Count the lines in the records below that contain the string "wall", treating uppercase and lowercase as different. Reply with the number only.

### Task material
──────────

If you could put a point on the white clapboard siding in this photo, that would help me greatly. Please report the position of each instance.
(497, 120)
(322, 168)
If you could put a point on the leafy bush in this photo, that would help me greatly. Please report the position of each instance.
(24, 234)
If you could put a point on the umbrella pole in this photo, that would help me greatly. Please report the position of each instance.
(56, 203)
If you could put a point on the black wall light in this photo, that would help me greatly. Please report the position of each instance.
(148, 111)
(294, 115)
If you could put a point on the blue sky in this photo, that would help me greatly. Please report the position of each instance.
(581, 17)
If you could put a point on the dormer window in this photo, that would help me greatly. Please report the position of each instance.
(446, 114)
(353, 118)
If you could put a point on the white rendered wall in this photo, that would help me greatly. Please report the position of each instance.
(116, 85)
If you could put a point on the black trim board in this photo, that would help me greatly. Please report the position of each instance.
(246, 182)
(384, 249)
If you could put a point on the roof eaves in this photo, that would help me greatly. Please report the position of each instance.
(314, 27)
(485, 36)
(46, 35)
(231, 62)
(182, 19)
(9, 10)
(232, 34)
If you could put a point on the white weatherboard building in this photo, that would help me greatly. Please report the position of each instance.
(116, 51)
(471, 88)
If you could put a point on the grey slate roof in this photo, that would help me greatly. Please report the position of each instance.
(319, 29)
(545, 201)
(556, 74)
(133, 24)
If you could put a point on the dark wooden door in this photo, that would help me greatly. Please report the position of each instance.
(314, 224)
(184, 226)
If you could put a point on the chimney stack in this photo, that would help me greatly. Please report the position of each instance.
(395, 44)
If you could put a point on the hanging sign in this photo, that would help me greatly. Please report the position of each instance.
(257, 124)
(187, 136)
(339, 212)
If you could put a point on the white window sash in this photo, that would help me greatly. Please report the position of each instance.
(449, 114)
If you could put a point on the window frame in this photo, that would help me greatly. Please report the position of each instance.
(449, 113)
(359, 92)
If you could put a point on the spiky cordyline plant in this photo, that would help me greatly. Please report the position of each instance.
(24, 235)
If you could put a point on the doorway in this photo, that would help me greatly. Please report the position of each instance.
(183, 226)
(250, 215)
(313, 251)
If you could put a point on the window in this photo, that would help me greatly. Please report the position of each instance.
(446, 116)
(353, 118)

──────────

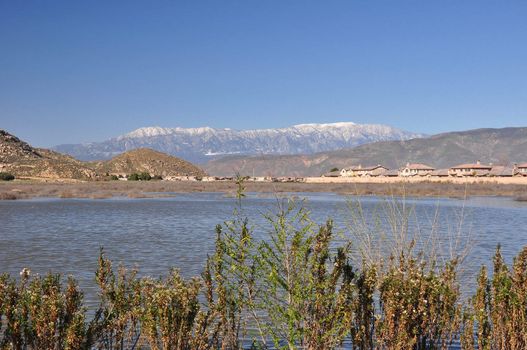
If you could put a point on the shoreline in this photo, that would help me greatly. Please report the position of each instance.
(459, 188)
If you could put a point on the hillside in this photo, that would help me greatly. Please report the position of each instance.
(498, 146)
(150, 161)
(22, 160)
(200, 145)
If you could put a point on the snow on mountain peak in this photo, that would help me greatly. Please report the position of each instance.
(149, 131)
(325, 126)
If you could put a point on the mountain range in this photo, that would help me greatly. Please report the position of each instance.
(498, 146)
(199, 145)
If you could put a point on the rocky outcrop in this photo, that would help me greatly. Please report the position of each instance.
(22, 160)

──────────

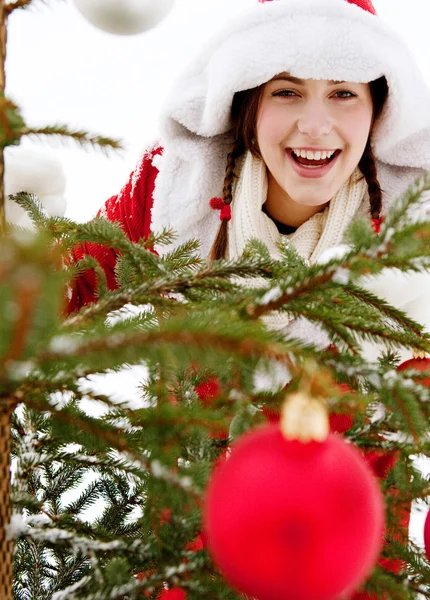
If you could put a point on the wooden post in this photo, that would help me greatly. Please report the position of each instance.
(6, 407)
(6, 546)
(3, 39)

──────────

### Solution for this exercise
2